_TEXT PASSAGE_

The Ghibli Effect On Me

Unless you are living in a forest, away from ‘un-civilization’, among the company of birds & beasts, you would have experimented with the steaming hot trend of people morphing their pictures into a Ghibli Studioesque animation, courtesy of OpenAI.

It didn’t even take us a hot minute to trend it across social media and WhatsApp groups. Now there are valid concerns about the ethics of stealing something as laborious & timeless as Studio Ghibli properties, using AI to plagiarize human artistic skills and the environmental concerns around using groundwater for cooling down the prompt inundated melting Chat GPT servers.

But this post is not about that.

It is about something personal. It is about the emotions that Studio Ghibli movies sparked and continue to spark in me.

I first watched Spirited Away when I was down with Jaundice during my post-grads and had to watch it a second time to absorb its magnificence fully. Here was someone making movies for the weird ones and I was just then discovering them.

Next logical step was obviously to explore other movies from Studio Ghibli- but mind you, I am talking about a time before Netflix set shop in India, and I didn’t get to experience the luminance of Hayako Miyazaki that year, or the year next. And then I forgot all about him and his Studio.

Life happens at it does and I grew up along with my pre frontal cortex. I fell in love with writing, then fell out of love, and then back again- never knowing about another marvel of a movie that mirrored this part human- part magical experience of burnout.

_GIVEN RECORDS_

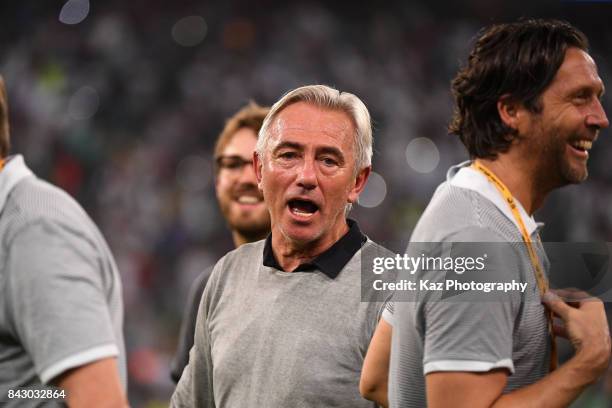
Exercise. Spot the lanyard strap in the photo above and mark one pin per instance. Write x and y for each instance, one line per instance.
(541, 280)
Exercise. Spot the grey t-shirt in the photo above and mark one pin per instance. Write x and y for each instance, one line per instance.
(60, 291)
(268, 338)
(185, 340)
(433, 336)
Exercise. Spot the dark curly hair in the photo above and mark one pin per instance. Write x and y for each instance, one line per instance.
(4, 124)
(518, 60)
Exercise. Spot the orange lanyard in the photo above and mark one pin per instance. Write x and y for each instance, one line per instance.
(541, 280)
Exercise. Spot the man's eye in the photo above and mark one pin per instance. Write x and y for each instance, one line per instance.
(287, 155)
(328, 161)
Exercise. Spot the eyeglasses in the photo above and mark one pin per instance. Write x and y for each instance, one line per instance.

_WORK ORDER_
Continue the personal essay about Studio Ghibli films, picking up after its final sentence.

_SOLVED PROBLEM_
I have been putting off writing on this blog and wrapping up my novel for months now. Even when I write, I do it with half a heart and mind.

But thanks ( grudgingly) to the ChatGPTfication of Studio Ghibli, I found my way back to it.

Sharing my version of Kiki and Gigi to prove a point

Kiki’s Flying Delivery Service was my first revisit to the Studio and I ended up happy crying while watching it.

Kiki is a young witch, all of thirteen years old, who decides to live by herself for a year and put her skills to use in a faraway land. Accompanying her is Gigi, her familiar feline. He looks to be an adolescent cat but like all cats, he is just a baby.

So, they hop onto a broomstick and find a little place and set their shop. The movie is such a happy thing and warms you up and makes you yearn for no judgemental town like that where flying witches are not condemned but welcomed.

Calling it a sucker punch of a movie would be an understatement. It lays bare the limits of human endurance in a war-torn world. It tells the story of two orphaned siblings, a symbolic future of post-bombing Japan, and how a world led by selfish, despotic adults can fail the most vulnerable.

Though some dispute the author’s stance on war, the overwhelming takeaway is this: the human cost of conflict is unbearable.

After weeping for half a day over it, I turned to Howl’s Moving Castle and this one was decisevely less bleak and had more of a fantastically pacifist plot, thanks to Miyazaki, but the eccentric in me loved it.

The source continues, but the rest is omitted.